_WHAT IS EXPECTED_.
Only lines holding the word "hand" are needed; copy each of them from the material.
------ RECORDS TO PROCESS
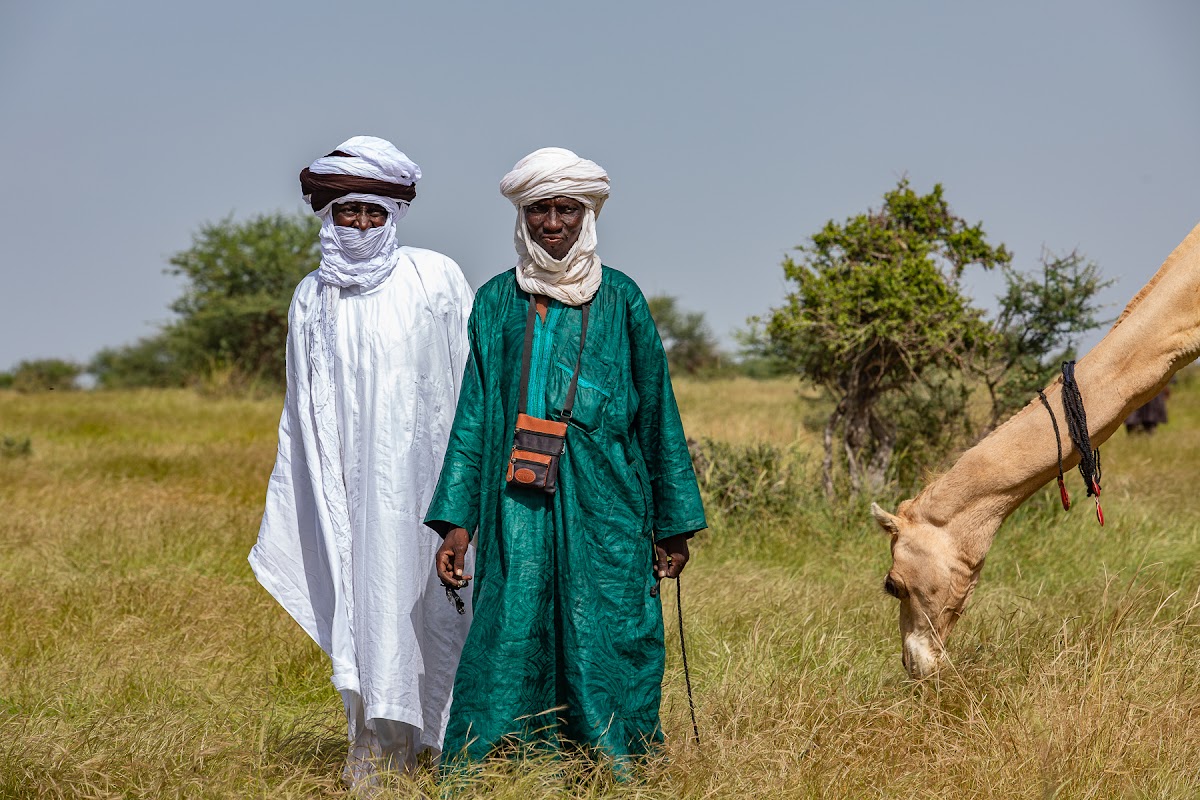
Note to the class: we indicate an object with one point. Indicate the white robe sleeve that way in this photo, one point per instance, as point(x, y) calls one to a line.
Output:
point(292, 560)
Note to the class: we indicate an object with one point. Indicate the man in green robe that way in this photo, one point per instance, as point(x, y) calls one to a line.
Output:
point(567, 641)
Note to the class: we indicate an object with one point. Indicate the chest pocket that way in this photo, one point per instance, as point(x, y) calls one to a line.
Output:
point(591, 398)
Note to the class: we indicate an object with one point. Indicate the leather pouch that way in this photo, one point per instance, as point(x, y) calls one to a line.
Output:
point(537, 446)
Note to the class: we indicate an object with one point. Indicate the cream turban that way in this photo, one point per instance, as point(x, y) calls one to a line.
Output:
point(543, 174)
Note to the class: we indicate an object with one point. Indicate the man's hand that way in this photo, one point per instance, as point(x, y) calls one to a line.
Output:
point(450, 559)
point(670, 557)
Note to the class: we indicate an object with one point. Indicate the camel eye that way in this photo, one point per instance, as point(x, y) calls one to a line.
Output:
point(893, 589)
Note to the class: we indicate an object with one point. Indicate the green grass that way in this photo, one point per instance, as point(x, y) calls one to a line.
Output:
point(138, 657)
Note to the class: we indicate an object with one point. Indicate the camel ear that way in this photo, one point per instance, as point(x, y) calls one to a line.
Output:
point(889, 523)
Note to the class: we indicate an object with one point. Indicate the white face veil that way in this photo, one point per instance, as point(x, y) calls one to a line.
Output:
point(544, 174)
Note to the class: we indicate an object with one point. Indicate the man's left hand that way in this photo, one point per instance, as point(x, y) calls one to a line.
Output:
point(671, 555)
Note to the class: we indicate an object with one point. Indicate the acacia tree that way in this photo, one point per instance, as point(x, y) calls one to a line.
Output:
point(233, 313)
point(685, 336)
point(877, 312)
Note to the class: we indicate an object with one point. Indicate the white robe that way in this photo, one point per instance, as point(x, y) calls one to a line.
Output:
point(397, 362)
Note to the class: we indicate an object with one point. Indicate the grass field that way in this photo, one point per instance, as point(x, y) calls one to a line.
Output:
point(138, 657)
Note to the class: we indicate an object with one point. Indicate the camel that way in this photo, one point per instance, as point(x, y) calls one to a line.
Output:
point(941, 537)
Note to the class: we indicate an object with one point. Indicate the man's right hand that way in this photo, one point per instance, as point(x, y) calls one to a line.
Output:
point(451, 558)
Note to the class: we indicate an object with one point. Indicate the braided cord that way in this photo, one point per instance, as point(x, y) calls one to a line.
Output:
point(1077, 426)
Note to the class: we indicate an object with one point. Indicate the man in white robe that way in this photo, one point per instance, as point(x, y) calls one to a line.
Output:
point(376, 350)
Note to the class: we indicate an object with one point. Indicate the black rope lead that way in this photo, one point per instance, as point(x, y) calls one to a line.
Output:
point(1057, 441)
point(1077, 426)
point(687, 673)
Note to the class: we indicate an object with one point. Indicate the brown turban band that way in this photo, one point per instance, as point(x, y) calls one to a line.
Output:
point(325, 188)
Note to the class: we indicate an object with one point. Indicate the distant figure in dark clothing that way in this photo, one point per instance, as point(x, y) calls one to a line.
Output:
point(1149, 416)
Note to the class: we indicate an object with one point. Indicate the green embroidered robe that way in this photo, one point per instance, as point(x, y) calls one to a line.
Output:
point(567, 639)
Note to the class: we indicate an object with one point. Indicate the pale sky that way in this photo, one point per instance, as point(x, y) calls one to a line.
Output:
point(731, 132)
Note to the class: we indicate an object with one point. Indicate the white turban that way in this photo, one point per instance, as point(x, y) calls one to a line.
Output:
point(544, 174)
point(367, 169)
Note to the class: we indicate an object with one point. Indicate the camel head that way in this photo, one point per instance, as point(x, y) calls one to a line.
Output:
point(933, 583)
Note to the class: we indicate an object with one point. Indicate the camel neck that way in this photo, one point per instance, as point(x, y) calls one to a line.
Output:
point(1156, 335)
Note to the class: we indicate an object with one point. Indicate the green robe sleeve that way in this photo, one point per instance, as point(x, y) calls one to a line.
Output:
point(677, 504)
point(456, 499)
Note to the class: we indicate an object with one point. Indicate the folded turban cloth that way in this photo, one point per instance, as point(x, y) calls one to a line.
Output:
point(555, 172)
point(543, 174)
point(364, 164)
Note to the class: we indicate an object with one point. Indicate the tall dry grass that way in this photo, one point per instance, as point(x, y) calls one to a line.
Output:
point(138, 657)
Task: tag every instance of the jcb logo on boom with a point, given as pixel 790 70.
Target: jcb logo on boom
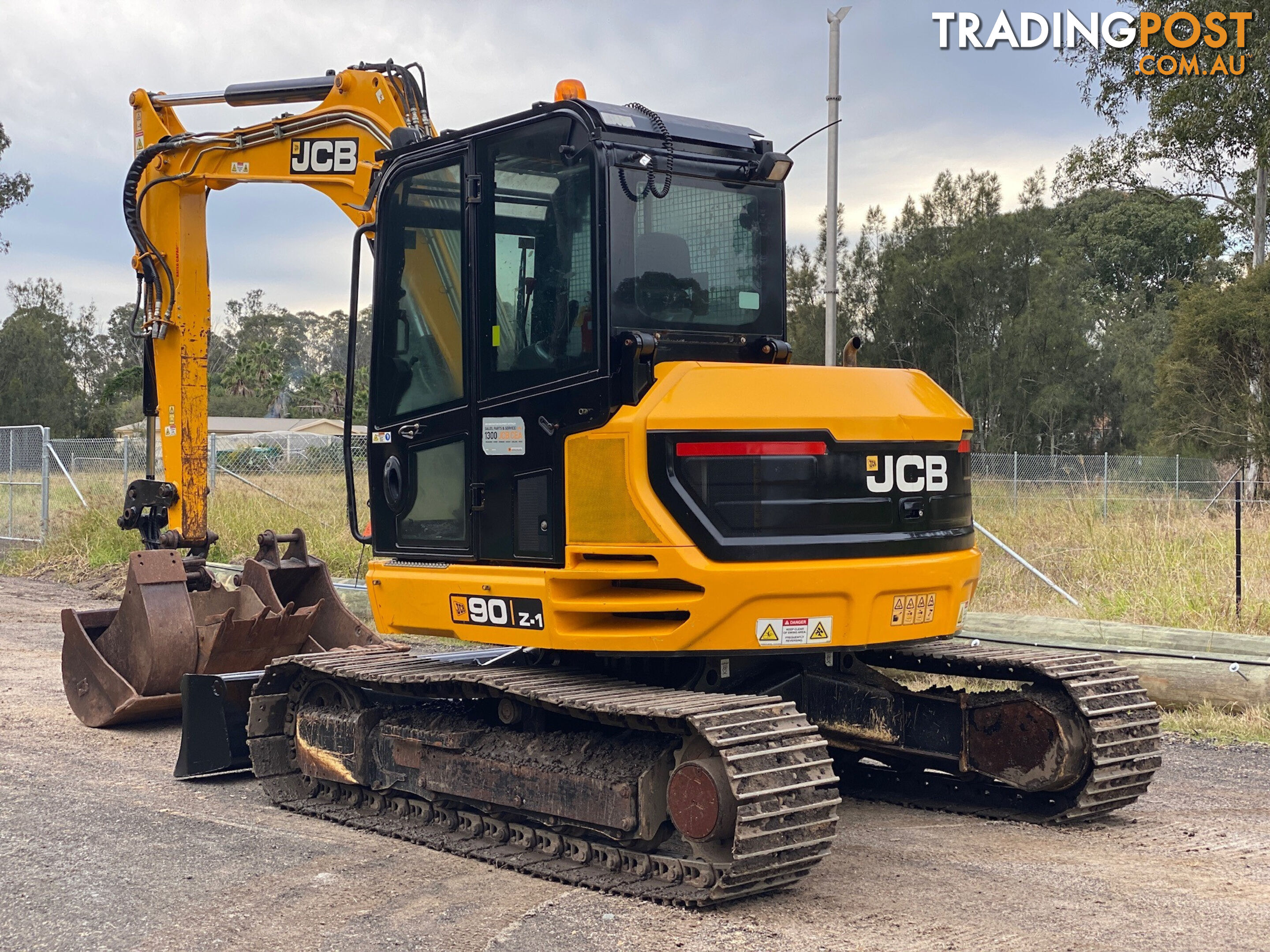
pixel 323 156
pixel 908 474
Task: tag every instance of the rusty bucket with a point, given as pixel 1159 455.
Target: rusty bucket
pixel 126 664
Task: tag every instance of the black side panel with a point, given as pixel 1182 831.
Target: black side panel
pixel 535 518
pixel 811 497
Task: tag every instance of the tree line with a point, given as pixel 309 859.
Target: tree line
pixel 79 376
pixel 1047 323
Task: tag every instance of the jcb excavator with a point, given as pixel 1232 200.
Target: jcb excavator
pixel 706 583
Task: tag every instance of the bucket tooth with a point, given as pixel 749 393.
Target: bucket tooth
pixel 126 664
pixel 295 576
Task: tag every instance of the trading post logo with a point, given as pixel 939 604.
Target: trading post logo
pixel 1171 37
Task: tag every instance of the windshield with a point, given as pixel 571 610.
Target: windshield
pixel 705 258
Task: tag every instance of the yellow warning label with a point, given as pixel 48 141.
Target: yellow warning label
pixel 459 608
pixel 784 632
pixel 914 610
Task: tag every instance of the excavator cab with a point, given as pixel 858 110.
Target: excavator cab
pixel 529 275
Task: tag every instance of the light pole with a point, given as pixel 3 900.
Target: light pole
pixel 831 207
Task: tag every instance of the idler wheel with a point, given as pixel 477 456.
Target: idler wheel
pixel 700 800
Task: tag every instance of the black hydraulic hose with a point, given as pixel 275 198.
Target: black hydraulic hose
pixel 146 252
pixel 132 207
pixel 423 92
pixel 650 187
pixel 350 371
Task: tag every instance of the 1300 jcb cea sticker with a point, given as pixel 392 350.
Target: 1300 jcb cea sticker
pixel 774 632
pixel 497 612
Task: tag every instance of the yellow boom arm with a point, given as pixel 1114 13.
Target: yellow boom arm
pixel 331 148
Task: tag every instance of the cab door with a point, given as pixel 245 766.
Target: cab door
pixel 421 442
pixel 540 343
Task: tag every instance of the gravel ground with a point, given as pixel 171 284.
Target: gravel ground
pixel 102 850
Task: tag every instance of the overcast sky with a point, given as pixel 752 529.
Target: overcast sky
pixel 910 110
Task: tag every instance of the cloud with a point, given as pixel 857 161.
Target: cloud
pixel 908 108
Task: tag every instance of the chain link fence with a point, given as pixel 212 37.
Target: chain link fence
pixel 25 483
pixel 1110 479
pixel 305 471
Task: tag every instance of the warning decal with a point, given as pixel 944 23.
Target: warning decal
pixel 914 610
pixel 774 632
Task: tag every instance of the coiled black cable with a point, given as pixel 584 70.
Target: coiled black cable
pixel 651 185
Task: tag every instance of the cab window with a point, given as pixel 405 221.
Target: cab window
pixel 419 322
pixel 540 320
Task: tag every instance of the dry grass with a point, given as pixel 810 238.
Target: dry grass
pixel 1151 563
pixel 84 543
pixel 1221 725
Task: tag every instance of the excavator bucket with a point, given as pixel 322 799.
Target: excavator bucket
pixel 126 664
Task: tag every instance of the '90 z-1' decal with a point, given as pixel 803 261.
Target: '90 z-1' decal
pixel 323 156
pixel 497 612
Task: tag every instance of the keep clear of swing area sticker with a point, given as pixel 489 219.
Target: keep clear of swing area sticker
pixel 774 632
pixel 502 436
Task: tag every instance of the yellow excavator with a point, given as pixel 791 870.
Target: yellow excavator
pixel 709 588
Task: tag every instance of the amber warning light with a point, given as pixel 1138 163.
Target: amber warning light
pixel 571 89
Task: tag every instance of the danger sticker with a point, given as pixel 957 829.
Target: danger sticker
pixel 502 436
pixel 774 632
pixel 912 610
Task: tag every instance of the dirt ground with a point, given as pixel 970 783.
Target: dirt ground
pixel 102 850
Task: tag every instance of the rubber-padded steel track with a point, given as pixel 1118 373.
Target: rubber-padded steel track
pixel 778 765
pixel 1123 728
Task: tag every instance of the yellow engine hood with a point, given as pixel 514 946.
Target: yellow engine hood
pixel 852 403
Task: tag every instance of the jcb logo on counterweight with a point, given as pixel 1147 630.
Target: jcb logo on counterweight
pixel 323 156
pixel 910 474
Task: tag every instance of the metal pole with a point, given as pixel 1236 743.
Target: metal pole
pixel 1239 543
pixel 1104 487
pixel 44 484
pixel 1027 565
pixel 1016 483
pixel 831 204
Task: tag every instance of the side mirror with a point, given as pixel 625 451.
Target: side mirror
pixel 630 362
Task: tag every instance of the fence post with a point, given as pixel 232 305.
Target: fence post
pixel 1016 484
pixel 1104 487
pixel 1239 543
pixel 44 484
pixel 12 432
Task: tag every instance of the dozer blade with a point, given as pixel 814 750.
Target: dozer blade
pixel 214 710
pixel 126 664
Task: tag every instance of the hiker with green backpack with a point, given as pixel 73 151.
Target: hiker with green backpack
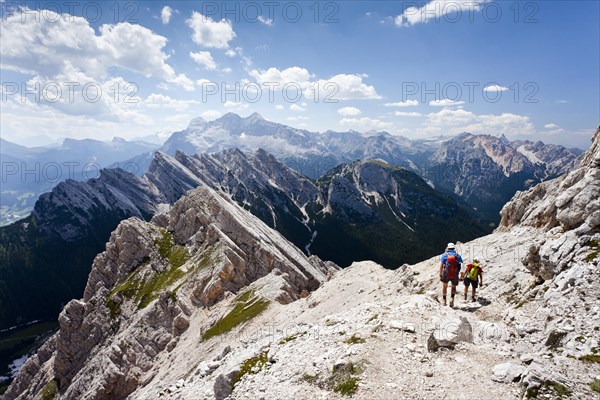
pixel 450 265
pixel 472 275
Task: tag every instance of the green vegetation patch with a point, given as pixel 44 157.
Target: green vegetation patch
pixel 549 389
pixel 354 340
pixel 593 244
pixel 560 389
pixel 344 380
pixel 247 307
pixel 590 358
pixel 49 391
pixel 251 366
pixel 347 387
pixel 145 289
pixel 310 378
pixel 175 254
pixel 290 338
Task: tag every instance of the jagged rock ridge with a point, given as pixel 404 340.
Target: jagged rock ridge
pixel 108 341
pixel 377 333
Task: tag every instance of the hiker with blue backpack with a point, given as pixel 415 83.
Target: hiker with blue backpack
pixel 450 265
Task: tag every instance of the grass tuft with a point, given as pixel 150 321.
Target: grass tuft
pixel 354 340
pixel 590 358
pixel 49 391
pixel 251 366
pixel 347 387
pixel 247 307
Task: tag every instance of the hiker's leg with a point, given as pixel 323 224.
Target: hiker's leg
pixel 444 290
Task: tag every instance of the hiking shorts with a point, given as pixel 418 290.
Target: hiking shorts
pixel 471 282
pixel 445 279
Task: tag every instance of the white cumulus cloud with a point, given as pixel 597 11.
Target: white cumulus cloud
pixel 345 87
pixel 205 59
pixel 47 44
pixel 407 114
pixel 366 124
pixel 495 88
pixel 165 14
pixel 349 111
pixel 297 75
pixel 445 103
pixel 297 108
pixel 407 103
pixel 210 33
pixel 437 9
pixel 266 21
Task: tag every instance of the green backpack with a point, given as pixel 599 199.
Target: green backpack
pixel 473 272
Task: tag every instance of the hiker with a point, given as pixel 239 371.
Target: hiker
pixel 472 275
pixel 450 265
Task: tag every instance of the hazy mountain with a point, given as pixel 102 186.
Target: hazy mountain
pixel 29 172
pixel 481 171
pixel 206 301
pixel 363 210
pixel 486 171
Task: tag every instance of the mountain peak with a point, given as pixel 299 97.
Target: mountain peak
pixel 254 117
pixel 197 122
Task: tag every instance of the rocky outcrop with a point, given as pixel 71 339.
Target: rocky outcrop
pixel 486 171
pixel 567 208
pixel 153 282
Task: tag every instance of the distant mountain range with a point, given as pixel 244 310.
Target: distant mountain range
pixel 466 167
pixel 362 210
pixel 482 172
pixel 29 172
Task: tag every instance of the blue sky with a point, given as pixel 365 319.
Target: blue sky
pixel 529 70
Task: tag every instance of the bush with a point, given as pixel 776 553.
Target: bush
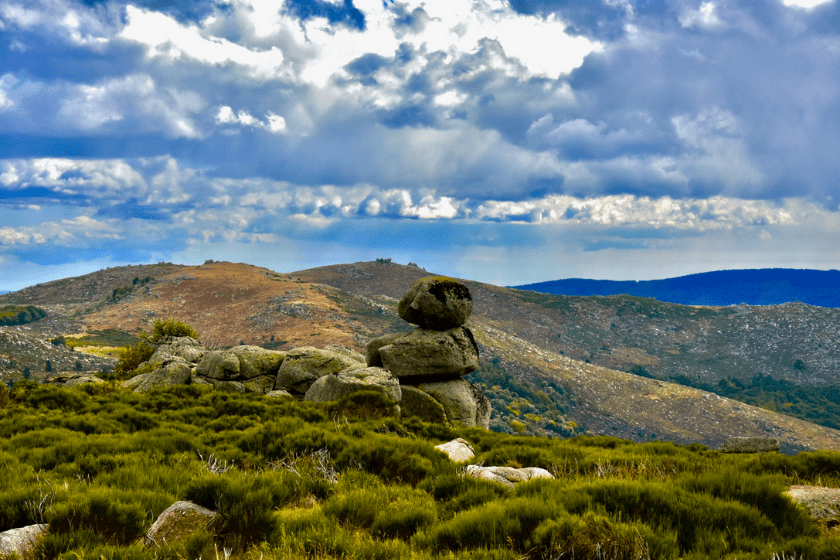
pixel 101 511
pixel 131 357
pixel 171 327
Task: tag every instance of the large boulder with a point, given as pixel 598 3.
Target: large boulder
pixel 437 303
pixel 416 402
pixel 185 347
pixel 336 385
pixel 73 379
pixel 425 353
pixel 303 366
pixel 218 364
pixel 463 403
pixel 178 522
pixel 507 476
pixel 261 384
pixel 174 371
pixel 244 368
pixel 372 356
pixel 255 361
pixel 457 450
pixel 18 541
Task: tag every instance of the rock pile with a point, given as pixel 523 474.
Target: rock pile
pixel 422 371
pixel 431 360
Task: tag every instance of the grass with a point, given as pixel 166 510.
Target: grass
pixel 302 480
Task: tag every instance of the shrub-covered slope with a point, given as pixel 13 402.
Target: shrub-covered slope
pixel 347 480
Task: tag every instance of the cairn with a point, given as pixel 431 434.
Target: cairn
pixel 430 361
pixel 421 371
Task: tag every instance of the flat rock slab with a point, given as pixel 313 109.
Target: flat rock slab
pixel 507 476
pixel 437 303
pixel 74 379
pixel 750 445
pixel 20 540
pixel 303 366
pixel 178 522
pixel 458 450
pixel 336 385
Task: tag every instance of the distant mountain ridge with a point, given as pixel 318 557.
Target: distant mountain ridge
------------
_REPLY TO THE EXERCISE_.
Note to the class: we indicate an object with one point. Indicate the man's hand that way in this photo, one point per instance, as point(x, y) calls one to a line.
Note to the class: we indicate an object with one point. Indicate the man's left hand that way in this photo, one point per instance, as point(x, y) calls one to a line.
Note to the class: we indicate an object with one point. Indicate the man's right hand that way in this photo, one point per instance, as point(x, y) calls one to a line.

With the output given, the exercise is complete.